**Stated problem 1**. In the Astounding Stories article, which award does the Astounding Award for Best New Writer replace?
**Stated problem 2**. Quote the Astounding Stories article word for word from "Astounding Histories, April" to "is its pilot?".

**Source passage**.

+-------+

Astounding Histories, April 1930: Venusian Vampires and Marine Monsters

In a matter of days we shall know the winner of Worldcon’s first ever Astounding Award for Best New Writer, which replaces its predecessor, the John W. Campbell Award for Best New Writer. But before then, let us take another trip back into science fiction history to learn more about the magazine after which the award is named: Astounding Stories of Super-Science.

The fourth issue of the magazine, cover-dated April 1930, arrived on newsstands with an image of a city under attack: its skyscrapers set upon by strange flying vessels, themselves emerging from the portholes of a vast ocean-going vehicle situated in the city’s waters. Where did this vessel originate? Who is its pilot?

+-------+

**Material provided**.
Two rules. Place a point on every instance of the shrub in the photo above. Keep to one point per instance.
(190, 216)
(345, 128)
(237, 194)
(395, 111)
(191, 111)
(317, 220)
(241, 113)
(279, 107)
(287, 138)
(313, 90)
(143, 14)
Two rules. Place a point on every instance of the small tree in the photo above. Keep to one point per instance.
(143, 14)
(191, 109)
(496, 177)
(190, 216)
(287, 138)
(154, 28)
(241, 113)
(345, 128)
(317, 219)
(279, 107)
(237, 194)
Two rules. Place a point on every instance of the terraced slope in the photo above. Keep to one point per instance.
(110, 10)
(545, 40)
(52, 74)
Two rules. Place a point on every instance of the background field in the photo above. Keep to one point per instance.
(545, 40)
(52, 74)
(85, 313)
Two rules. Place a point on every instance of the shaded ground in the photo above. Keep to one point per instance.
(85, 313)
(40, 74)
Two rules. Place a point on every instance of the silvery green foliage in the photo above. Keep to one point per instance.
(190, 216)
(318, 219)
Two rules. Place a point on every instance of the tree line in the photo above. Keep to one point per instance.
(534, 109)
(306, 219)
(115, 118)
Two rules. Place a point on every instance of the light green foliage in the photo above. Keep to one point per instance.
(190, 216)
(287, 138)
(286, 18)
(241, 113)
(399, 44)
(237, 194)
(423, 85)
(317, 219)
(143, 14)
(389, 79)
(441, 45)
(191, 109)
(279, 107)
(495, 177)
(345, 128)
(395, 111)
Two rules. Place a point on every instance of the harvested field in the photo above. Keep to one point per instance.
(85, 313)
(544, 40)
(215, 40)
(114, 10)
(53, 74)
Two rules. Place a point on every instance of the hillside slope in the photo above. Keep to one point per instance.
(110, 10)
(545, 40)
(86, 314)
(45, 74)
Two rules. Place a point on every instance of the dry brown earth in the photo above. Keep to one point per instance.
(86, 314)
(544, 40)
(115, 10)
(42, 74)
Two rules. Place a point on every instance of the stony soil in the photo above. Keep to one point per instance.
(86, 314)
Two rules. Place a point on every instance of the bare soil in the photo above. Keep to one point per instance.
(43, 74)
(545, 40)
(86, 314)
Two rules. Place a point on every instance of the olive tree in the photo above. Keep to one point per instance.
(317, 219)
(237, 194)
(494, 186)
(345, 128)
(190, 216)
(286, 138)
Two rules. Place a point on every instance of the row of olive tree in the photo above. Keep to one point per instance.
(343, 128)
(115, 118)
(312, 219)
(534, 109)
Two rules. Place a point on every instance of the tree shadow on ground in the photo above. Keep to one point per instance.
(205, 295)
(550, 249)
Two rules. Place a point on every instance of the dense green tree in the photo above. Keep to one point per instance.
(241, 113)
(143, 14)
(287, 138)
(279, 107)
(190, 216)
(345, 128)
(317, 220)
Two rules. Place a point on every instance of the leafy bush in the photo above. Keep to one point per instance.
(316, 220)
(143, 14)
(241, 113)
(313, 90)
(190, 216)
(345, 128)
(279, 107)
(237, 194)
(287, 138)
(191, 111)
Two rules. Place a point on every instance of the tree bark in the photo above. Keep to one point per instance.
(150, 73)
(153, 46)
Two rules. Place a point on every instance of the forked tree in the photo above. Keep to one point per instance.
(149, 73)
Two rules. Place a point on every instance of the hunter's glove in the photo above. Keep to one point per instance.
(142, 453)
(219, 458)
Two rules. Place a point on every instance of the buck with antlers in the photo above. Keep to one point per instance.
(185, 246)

+-------+

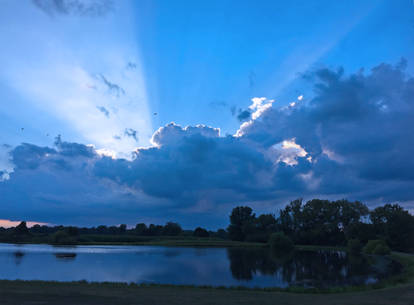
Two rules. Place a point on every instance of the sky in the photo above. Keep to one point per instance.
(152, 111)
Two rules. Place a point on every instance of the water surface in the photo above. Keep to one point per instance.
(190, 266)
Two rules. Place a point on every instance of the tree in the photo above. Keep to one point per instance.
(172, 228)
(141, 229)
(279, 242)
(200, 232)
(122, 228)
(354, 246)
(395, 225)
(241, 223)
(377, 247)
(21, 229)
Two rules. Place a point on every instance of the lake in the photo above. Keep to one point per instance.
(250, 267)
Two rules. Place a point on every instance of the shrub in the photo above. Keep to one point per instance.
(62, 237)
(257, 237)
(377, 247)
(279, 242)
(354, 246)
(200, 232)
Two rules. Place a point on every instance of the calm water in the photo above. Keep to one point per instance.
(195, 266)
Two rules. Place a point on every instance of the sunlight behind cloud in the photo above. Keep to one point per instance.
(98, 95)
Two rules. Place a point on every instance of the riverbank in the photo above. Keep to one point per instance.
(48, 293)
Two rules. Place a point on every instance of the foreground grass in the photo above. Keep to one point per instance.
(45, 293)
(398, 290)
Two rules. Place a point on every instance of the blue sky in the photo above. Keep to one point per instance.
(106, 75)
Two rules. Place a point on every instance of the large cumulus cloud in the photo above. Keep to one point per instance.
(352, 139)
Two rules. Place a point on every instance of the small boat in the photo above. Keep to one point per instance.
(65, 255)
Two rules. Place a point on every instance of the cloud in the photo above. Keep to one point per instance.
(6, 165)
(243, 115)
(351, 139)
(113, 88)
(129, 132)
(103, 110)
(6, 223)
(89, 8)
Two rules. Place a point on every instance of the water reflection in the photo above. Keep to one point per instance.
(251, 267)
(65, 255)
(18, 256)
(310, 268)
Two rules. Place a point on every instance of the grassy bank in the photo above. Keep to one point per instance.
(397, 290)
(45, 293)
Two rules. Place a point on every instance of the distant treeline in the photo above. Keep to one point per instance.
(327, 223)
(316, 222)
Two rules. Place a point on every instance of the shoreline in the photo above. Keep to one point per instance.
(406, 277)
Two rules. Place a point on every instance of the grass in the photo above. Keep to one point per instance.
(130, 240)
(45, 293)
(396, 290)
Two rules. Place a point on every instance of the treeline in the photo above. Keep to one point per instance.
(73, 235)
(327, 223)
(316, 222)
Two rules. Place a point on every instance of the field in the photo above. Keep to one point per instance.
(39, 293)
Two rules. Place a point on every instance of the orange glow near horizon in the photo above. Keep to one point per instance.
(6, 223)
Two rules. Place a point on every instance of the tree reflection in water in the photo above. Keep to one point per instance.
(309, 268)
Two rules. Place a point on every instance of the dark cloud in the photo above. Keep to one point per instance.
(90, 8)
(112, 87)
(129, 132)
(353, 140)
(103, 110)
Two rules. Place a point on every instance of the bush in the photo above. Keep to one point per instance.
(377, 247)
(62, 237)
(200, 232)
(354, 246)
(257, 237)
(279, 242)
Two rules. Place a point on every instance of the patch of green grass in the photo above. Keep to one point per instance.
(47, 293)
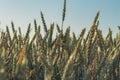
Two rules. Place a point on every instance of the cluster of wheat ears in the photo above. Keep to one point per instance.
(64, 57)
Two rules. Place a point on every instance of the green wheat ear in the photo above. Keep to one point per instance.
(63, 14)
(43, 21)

+-------+

**Written solution 1**. The John W. Campbell Award for Best New Writer.

**Written solution 2**.
Astounding Histories, April 1930: Venusian Vampires and Marine Monsters

In a matter of days we shall know the winner of Worldcon’s first ever Astounding Award for Best New Writer, which replaces its predecessor, the John W. Campbell Award for Best New Writer. But before then, let us take another trip back into science fiction history to learn more about the magazine after which the award is named: Astounding Stories of Super-Science.

The fourth issue of the magazine, cover-dated April 1930, arrived on newsstands with an image of a city under attack: its skyscrapers set upon by strange flying vessels, themselves emerging from the portholes of a vast ocean-going vehicle situated in the city’s waters. Where did this vessel originate? Who is its pilot?